> [Written request]: According to the article that follows, what mistake does it offer ways to recover from?

> [Extract provided]:
──────
It's happened to you at least once, or maybe twice if you hand the phone to your mother and she tried to zoom. You liked someone's picture from more than four weeks ago, and unless you're a guy on a girl's social media, you can't recover just by her thinking you're flirting.

Here are five ways to bounce back from looking like an insane creep, having a screenshot taken of your mistake and talked about in a group message.

1. Give up on life and die.

I prefer the whole fake-your-death option, but if you're into theatrics the real thing works too because you basically just committed social suicide. It only costs roughly $12,000 to complete the task at hand, change your name and relocate. Highly recommended, but alas, some people can live knowing they crippled their creep game so we shall carry on down the list.

2. Pray for forgiveness.

For God to have mercy on your soul, and their apps to crash and burn along with any evidence of your screw up. You can repeat after me, "Oh Lord, I know I have failed you and may my butterfingers fall off if I ever double tap another selfie from 62 weeks back again, please grant me this one blessing and let *[insert person's name here]'s* phone blow to pieces in a huge fiery eruption that is unrecoverable. Amen."
──────
> [Dataset extract]:
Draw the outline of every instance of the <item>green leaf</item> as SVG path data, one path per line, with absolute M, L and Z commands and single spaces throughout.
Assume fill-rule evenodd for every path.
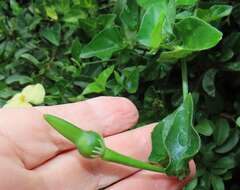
──────
> [Task result]: Liking someone's picture from more than four weeks ago.